_Aim of the task:_
Select every line in the records below that contains the string "black" and copy each one out. The match is case-sensitive.

==== Records to process ====

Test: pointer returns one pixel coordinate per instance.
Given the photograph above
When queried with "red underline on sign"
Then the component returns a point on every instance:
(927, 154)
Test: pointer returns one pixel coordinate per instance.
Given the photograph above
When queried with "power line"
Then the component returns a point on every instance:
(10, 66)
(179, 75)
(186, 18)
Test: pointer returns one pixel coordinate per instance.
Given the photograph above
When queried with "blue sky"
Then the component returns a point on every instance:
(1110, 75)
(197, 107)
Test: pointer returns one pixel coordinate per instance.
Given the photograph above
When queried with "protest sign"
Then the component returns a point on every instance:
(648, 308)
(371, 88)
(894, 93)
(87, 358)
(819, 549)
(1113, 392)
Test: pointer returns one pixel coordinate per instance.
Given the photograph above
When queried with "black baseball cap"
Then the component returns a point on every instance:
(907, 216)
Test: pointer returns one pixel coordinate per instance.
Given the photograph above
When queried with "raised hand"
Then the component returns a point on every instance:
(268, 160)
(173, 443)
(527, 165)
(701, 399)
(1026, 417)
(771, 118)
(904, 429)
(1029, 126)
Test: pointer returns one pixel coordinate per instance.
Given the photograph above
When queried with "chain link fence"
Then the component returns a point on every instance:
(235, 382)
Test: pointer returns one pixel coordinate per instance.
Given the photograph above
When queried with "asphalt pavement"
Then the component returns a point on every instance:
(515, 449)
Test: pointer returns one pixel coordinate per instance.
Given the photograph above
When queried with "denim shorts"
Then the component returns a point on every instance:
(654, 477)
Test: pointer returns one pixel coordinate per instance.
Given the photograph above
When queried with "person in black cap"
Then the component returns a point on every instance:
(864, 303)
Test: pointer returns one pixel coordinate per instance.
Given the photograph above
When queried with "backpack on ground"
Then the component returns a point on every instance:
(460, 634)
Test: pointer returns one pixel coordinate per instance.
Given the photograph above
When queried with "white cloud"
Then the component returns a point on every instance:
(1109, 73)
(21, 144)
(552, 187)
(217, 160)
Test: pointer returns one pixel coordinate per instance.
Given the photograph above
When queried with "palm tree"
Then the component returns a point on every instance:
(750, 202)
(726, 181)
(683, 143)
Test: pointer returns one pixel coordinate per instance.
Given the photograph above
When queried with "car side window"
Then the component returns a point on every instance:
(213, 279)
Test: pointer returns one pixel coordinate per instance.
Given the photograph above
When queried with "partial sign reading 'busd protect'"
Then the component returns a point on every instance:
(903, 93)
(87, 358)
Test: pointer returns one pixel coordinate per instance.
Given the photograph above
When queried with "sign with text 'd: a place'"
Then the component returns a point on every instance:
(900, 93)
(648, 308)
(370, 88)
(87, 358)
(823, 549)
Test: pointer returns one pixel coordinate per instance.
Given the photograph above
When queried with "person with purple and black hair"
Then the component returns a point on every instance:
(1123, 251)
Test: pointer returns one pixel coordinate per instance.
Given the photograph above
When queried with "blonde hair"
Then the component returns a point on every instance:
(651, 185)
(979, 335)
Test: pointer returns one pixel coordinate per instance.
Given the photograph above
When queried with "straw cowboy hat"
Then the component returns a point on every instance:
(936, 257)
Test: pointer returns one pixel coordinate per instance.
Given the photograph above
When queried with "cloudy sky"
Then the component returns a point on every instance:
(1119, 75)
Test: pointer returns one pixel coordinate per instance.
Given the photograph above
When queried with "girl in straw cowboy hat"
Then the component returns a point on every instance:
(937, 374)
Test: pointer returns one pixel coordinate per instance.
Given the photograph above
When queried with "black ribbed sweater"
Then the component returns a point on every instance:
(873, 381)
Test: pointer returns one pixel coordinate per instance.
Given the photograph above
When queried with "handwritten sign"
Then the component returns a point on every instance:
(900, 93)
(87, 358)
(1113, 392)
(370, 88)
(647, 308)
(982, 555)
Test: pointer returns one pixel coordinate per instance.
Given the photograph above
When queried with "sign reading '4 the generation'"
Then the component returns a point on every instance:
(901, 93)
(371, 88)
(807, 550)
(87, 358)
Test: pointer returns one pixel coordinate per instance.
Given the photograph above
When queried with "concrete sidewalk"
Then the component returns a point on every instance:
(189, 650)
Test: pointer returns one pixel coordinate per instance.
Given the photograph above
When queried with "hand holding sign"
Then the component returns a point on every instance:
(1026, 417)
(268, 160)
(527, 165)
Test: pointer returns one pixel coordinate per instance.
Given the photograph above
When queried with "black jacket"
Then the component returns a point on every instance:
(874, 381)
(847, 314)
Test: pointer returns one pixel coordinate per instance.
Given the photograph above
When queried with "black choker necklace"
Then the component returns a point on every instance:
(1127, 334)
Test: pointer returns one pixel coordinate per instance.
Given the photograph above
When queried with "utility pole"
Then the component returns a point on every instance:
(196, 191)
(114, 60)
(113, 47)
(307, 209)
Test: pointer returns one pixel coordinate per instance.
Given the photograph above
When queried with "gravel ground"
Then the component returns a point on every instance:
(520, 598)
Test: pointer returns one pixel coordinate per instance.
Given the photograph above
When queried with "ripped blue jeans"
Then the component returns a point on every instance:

====

_Complete response:_
When queried with "black baseball cap"
When queried with "person in black cap"
When queried with "person with purple and black hair"
When queried with "black ribbed sweater"
When queried with "black jacket"
When queried with "black choker necklace"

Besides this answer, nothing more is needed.